> [Pointing records]:
────────────────

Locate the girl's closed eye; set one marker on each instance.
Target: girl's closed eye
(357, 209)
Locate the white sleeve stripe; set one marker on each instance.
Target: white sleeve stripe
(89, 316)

────────────────

> [Set exercise]: Copy word for word the lines running from the one that contains "Locate the white" through the end of the records, both ends included.

> [Response for this exercise]:
Locate the white sleeve stripe; set one marker on each instance.
Target: white sleeve stripe
(89, 316)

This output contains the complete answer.